Stated task — From the listing below, pull out each line that includes the word "metal" and copy those lines.

▼

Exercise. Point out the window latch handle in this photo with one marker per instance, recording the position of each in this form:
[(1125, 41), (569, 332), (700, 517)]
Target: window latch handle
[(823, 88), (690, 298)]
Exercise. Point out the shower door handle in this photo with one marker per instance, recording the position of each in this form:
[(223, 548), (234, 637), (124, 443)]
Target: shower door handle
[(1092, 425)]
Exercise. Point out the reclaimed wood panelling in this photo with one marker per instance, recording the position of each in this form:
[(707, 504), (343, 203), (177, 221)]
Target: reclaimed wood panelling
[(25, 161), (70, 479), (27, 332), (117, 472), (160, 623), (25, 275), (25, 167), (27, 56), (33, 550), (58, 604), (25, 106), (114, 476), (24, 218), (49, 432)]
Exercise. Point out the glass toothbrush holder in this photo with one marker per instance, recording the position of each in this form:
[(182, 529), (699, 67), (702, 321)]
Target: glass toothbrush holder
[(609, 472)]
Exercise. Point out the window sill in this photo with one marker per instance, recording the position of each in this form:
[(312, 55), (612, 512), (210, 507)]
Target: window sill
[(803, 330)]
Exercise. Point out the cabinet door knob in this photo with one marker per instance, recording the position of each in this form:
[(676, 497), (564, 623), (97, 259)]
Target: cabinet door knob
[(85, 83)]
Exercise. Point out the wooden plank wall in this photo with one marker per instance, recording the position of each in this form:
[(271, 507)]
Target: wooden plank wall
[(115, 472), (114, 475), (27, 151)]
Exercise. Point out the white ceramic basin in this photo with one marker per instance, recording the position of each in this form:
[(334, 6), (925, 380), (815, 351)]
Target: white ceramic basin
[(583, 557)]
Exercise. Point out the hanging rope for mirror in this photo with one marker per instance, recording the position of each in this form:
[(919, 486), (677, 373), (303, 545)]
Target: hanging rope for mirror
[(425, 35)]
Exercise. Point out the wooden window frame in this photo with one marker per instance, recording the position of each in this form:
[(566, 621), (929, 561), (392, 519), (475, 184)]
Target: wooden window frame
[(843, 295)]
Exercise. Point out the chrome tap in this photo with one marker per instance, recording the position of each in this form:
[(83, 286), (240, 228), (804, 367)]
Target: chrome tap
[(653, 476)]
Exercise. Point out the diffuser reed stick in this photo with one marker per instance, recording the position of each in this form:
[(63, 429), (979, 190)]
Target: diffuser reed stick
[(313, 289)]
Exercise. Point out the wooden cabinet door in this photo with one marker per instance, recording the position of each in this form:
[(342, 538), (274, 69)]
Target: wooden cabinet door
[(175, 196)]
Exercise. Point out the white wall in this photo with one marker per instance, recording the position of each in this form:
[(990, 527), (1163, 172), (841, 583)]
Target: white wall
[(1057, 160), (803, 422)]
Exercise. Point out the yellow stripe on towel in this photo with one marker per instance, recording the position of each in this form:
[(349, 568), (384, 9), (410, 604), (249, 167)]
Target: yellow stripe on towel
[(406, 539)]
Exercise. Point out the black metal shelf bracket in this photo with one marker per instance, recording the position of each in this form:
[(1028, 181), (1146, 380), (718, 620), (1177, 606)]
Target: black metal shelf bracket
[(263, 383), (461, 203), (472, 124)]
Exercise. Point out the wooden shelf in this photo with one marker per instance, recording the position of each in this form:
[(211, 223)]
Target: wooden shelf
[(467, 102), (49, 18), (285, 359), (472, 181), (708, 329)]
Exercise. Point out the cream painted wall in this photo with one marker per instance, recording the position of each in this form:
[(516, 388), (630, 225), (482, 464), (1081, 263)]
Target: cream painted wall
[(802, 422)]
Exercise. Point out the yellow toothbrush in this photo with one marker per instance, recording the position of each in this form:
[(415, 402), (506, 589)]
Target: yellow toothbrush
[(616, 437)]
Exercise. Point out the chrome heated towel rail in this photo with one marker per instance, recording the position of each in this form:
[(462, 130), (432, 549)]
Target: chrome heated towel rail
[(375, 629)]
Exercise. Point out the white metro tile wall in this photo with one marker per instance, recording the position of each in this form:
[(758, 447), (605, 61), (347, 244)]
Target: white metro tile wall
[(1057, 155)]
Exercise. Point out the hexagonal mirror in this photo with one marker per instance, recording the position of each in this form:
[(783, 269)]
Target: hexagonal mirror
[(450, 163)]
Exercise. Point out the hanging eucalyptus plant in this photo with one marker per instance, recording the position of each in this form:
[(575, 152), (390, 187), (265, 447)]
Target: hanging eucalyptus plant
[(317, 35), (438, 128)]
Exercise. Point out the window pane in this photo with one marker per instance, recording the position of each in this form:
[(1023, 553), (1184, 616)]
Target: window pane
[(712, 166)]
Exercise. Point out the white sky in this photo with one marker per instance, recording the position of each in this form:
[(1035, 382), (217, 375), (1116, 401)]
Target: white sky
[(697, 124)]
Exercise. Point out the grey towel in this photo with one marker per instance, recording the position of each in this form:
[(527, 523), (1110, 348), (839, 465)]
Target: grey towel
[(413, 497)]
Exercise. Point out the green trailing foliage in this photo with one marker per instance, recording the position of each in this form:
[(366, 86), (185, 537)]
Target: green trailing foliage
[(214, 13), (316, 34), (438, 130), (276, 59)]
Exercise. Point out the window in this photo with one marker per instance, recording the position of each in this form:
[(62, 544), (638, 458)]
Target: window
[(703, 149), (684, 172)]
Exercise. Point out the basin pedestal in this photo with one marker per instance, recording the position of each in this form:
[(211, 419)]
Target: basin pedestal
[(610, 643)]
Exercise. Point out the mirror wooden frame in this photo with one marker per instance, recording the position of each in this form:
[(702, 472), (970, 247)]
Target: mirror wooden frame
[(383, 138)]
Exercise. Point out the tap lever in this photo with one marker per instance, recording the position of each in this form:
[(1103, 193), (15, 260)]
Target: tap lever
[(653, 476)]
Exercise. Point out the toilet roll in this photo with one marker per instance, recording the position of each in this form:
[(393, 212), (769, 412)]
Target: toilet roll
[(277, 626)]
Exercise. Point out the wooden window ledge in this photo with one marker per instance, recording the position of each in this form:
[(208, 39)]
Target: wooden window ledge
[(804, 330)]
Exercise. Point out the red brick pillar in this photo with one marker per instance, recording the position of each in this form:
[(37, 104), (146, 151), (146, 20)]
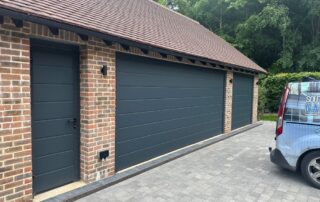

▲

Task solution —
Exercise. Point out the black metal shelf bracket in this photo with one marker per instance, recording the position of each in this form:
Target: black metal shelf bracket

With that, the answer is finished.